### Data
=====

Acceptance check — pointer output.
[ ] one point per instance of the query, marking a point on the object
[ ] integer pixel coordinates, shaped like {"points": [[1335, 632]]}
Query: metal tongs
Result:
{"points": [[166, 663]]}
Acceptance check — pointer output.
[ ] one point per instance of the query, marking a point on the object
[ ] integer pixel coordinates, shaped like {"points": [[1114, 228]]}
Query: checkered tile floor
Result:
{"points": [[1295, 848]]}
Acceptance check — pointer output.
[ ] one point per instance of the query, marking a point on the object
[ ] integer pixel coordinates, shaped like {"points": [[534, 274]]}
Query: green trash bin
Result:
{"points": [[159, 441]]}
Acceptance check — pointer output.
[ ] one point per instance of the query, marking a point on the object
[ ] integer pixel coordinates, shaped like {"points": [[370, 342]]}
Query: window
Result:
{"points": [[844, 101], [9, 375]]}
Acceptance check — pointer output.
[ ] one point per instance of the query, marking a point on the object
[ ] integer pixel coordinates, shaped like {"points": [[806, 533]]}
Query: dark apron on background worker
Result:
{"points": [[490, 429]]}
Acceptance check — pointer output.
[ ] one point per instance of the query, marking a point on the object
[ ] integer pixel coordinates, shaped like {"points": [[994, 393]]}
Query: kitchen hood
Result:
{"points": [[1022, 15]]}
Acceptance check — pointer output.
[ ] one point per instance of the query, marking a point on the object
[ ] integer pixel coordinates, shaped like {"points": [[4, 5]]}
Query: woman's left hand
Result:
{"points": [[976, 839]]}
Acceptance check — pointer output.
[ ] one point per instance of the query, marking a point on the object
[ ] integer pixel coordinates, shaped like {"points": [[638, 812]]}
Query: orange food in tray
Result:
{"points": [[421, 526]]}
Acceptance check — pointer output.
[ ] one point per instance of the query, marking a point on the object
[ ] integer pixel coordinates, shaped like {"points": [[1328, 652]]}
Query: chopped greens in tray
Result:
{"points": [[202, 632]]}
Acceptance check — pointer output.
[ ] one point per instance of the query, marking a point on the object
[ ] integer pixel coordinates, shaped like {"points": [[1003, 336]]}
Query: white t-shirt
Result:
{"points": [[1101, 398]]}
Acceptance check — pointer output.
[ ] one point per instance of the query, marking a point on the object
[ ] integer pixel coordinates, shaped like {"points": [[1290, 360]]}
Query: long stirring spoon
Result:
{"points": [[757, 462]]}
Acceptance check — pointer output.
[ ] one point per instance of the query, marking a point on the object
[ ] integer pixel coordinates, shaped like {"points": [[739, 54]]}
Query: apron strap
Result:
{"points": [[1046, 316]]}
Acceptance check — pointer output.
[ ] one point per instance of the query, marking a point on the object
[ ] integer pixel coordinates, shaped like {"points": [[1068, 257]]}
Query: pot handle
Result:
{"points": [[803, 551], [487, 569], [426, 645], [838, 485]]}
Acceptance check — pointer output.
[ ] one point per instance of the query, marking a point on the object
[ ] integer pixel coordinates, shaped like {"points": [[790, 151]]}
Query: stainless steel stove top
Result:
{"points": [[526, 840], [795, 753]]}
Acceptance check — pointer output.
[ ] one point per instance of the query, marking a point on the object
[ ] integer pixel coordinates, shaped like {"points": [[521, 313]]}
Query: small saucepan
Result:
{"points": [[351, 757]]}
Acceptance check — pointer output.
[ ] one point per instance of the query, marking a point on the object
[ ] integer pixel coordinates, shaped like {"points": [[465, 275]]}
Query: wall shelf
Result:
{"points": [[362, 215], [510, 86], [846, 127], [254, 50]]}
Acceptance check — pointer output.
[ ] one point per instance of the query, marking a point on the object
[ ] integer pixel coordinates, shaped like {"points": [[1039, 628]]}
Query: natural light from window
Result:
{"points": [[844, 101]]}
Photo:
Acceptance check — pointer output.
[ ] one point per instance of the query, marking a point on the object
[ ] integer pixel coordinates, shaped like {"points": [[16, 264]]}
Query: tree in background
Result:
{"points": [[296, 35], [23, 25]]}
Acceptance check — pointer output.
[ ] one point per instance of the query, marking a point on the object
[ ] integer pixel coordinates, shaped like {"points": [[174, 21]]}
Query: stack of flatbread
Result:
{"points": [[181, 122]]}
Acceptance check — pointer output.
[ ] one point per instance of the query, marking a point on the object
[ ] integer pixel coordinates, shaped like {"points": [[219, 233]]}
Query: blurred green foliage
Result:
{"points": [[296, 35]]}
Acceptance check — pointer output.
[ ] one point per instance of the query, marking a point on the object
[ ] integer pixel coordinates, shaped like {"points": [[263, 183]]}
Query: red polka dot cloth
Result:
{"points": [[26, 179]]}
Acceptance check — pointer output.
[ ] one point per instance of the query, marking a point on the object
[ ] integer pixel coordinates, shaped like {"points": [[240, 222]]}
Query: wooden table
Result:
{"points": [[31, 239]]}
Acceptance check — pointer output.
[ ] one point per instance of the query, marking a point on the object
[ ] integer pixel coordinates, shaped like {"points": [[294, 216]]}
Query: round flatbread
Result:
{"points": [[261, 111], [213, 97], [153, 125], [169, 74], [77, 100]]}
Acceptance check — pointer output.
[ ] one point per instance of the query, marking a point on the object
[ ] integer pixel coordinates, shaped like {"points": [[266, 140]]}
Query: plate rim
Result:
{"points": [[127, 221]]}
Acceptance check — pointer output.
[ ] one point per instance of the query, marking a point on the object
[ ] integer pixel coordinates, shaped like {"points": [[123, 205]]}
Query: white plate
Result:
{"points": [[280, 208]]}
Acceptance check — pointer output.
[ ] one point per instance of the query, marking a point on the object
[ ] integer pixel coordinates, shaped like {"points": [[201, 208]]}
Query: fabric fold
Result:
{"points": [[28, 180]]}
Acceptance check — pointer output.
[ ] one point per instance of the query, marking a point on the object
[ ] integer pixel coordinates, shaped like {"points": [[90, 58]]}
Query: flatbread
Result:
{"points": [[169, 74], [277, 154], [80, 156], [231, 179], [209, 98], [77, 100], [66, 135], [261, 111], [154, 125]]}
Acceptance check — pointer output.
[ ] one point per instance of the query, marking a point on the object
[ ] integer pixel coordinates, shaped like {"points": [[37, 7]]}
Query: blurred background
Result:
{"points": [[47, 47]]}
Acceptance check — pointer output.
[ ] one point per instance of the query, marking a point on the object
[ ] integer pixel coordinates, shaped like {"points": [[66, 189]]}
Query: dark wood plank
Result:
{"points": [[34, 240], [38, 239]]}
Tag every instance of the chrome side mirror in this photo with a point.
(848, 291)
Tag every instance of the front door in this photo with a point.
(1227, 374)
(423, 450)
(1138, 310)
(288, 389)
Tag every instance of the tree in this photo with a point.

=====

Return each line of the data exactly as written above.

### Worked solution
Acceptance check — pointer output.
[ ] one point per instance of the query, marking a point on the object
[ ] integer pixel coordinates, shaped like {"points": [[1335, 632]]}
Query: metal tongs
Result:
{"points": [[166, 663]]}
Acceptance check — pointer output.
[ ] one point per instance of the query, marking a point on the object
[ ] integer pixel coordinates, shaped like {"points": [[1114, 228]]}
Query: checkered tile floor
Result:
{"points": [[1295, 848]]}
Acceptance check — pointer output.
[ ] one point per instance of the query, marking a point on the object
[ ] integer pixel coordinates, shaped like {"points": [[534, 274]]}
Query: green trash bin
Result:
{"points": [[159, 441]]}
Acceptance check — pointer output.
[ ] one point per instance of the query, marking a point on the object
[ ] integer pixel coordinates, shaped like {"points": [[370, 342]]}
Query: window
Result:
{"points": [[844, 101], [9, 375]]}
Acceptance check — pointer output.
[ ] one point per instance of the query, marking a point on the object
[ ] integer pixel coordinates, shaped like {"points": [[806, 533]]}
Query: dark apron on background worker
Result:
{"points": [[490, 429]]}
Acceptance check — pointer output.
[ ] one point per instance of the query, marking a point on the object
[ ] integer pixel coordinates, shaped like {"points": [[994, 393]]}
Query: kitchen hood
Result:
{"points": [[1022, 15]]}
Acceptance check — pointer output.
[ ] one point per instance of the query, marking a point on the object
[ ] integer pixel coordinates, shaped like {"points": [[4, 5]]}
Query: woman's left hand
Result:
{"points": [[976, 839]]}
Acceptance check — pointer output.
[ ] one point per instance of the query, marking a point on the object
[ ] integer pixel coordinates, shaped like {"points": [[638, 812]]}
Query: orange food in tray
Result:
{"points": [[421, 526]]}
Acceptance check — pointer output.
[ ] one point per instance of the query, marking a point on the object
[ ] integer pixel coordinates, shaped like {"points": [[1328, 652]]}
Query: chopped greens in tray
Result:
{"points": [[202, 632]]}
Acceptance check — pointer output.
[ ] one point per instance of the query, marking a point on the object
[ ] integer pixel coordinates, shaped like {"points": [[1003, 336]]}
Query: white t-shirt
Result:
{"points": [[1101, 398]]}
Acceptance check — pointer output.
[ ] one point per instance of the query, marking a point on the object
[ ] integer pixel coordinates, shaped like {"points": [[1290, 360]]}
Query: long stirring spoon
Result:
{"points": [[757, 462]]}
Acceptance check — pointer output.
[ ] one point per instance of the query, marking a point on the object
[ ] integer pixel coordinates, shaped like {"points": [[739, 54]]}
Query: apron strap
Result:
{"points": [[1046, 316]]}
Acceptance check — pointer output.
[ ] one point per instance of the query, marking a point on the object
[ ] integer pixel coordinates, shaped like {"points": [[1068, 257]]}
Query: pot handle
Result:
{"points": [[803, 551], [487, 569], [426, 645], [838, 485]]}
Acceptance check — pointer output.
[ ] one point per instance of the query, marking a point on the object
[ ] integer pixel coordinates, shaped like {"points": [[790, 151]]}
Query: stainless steel stove top
Result:
{"points": [[526, 840], [795, 753]]}
Acceptance check — pointer output.
[ ] one point per instance of the query, marking a point on the object
[ ] integer pixel coordinates, shaped like {"points": [[521, 313]]}
Query: small saucepan
Result:
{"points": [[351, 757]]}
Acceptance check — pointer output.
[ ] one point per instance of the query, marking a point on the object
[ ] integer pixel coordinates, shaped like {"points": [[465, 275]]}
Query: wall shelf
Result:
{"points": [[362, 215], [510, 86], [846, 127], [254, 50]]}
Acceptance check — pointer output.
[ ] one point per instance of the query, marking a point on the object
[ ] integer pixel coordinates, shaped like {"points": [[1039, 628]]}
Query: natural light from window
Result:
{"points": [[844, 101]]}
Photo:
Acceptance check — pointer output.
[ ] one point per instance of the query, marking a point on the object
[ ] integer pixel coordinates, shaped like {"points": [[16, 264]]}
Query: tree in background
Result:
{"points": [[296, 35], [23, 25]]}
Acceptance check — pointer output.
[ ] one point per instance of the query, marking a point on the object
[ ] integer pixel coordinates, shaped like {"points": [[174, 21]]}
Query: stack of flatbread
Result:
{"points": [[181, 122]]}
Acceptance check — pointer output.
[ ] one point per instance of the query, marking a point on the object
[ ] integer pixel coordinates, shaped like {"points": [[219, 233]]}
Query: blurred green foliage
Result:
{"points": [[296, 35]]}
Acceptance check — pointer output.
[ ] one point per instance of the query, marking a point on the object
[ ] integer pixel coordinates, shaped like {"points": [[263, 183]]}
Query: red polka dot cloth
Result:
{"points": [[26, 179]]}
Acceptance check — pointer output.
[ ] one point per instance of the query, marking a point on the object
[ ] integer pixel coordinates, shaped like {"points": [[240, 222]]}
Query: wooden table
Result:
{"points": [[31, 239]]}
Acceptance check — pointer output.
[ ] one point per instance of the query, marking a point on the object
[ ] integer pixel coordinates, shaped like {"points": [[294, 216]]}
Query: round flatbread
Result:
{"points": [[261, 111], [213, 97], [153, 125], [169, 74], [77, 100]]}
Acceptance check — pointer output.
[ ] one point per instance of the query, marking a point on the object
[ ] integer pixel coordinates, shaped like {"points": [[266, 140]]}
Query: plate rim
Result:
{"points": [[127, 221]]}
Acceptance check — pointer output.
[ ] one point per instance of the query, marking a point on the object
[ ] integer pixel coordinates, shaped like {"points": [[123, 205]]}
Query: white plate
Result:
{"points": [[280, 208]]}
Acceptance check — pointer output.
[ ] one point per instance of the query, marking a point on the object
[ ] integer pixel coordinates, shaped like {"points": [[201, 208]]}
Query: fabric fold
Result:
{"points": [[28, 180]]}
Acceptance check — pointer output.
[ ] one point per instance of the query, marking a point on the object
[ ] integer pixel coordinates, shaped like {"points": [[90, 58]]}
Query: flatbread
Result:
{"points": [[169, 74], [277, 154], [80, 156], [231, 179], [209, 98], [77, 100], [66, 135], [261, 111], [154, 125]]}
Acceptance check — pointer output.
[ ] one point per instance of the query, marking a point on the object
[ ] integer pixel coordinates, shaped like {"points": [[37, 7]]}
Query: blurred background
Result:
{"points": [[47, 47]]}
Acceptance check — pointer output.
[ ] one point per instance of the query, marking a point on the object
[ ] integer pixel coordinates, shaped like {"points": [[66, 189]]}
Query: dark wood plank
Result:
{"points": [[34, 240], [38, 239]]}
Tag every instance of the chrome side mirror in this photo with a point.
(848, 291)
Tag every instance of the front door in this photo with a point.
(1227, 374)
(423, 450)
(1138, 310)
(288, 389)
Tag every instance of the tree in this photo with a point.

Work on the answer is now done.